Rescale the bounding-box coordinates in the answers by multiplying each by 1.4 and rounding to whole numbers, with halves rounded up. Reproduce every line of all the items below, requests included, keeping the numbers in the requests and their format samples unchanged and leaving the pictures out.

....

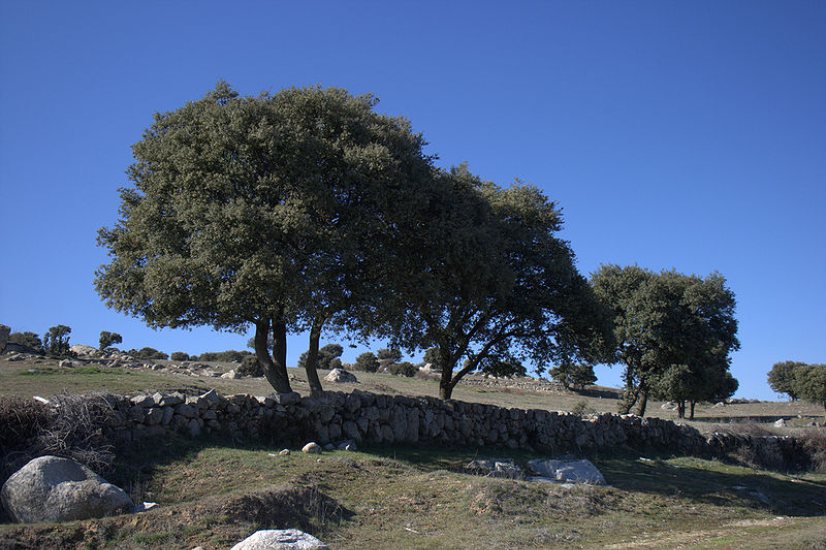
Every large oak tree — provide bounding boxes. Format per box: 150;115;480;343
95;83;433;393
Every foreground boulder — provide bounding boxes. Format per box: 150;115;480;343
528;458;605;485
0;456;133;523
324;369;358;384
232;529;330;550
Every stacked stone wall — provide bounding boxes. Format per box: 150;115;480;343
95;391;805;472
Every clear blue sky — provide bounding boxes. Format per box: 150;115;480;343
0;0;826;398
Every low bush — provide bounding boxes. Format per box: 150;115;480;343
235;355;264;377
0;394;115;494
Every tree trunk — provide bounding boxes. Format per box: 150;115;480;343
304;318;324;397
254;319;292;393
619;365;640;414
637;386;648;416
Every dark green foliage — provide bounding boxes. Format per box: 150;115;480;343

....

**EXERCISE ANSWER**
Every large oak tree — provide bounding boxes. Format per box: 150;115;480;343
133;116;606;550
Every foreground boulder — provide bounding boxes. Format per box: 150;115;480;343
739;641;847;679
0;638;186;732
454;517;501;538
325;741;462;770
Every stacked stone wall — provide bounding boxes. Format per box: 150;115;480;343
133;547;1127;661
Every clear blue sky — provide bounding boxes. Format per box: 150;115;480;343
0;0;1156;557
Every low bush — provide bounding boxes. Format per box: 150;115;480;343
329;497;370;528
0;552;161;692
Every tree trunk — provide bounding boxes. Format per box: 150;115;480;343
426;445;454;556
356;447;409;550
867;511;896;580
892;540;907;582
Every dark green foliage — provide bounding boxes. Format per box: 150;115;480;343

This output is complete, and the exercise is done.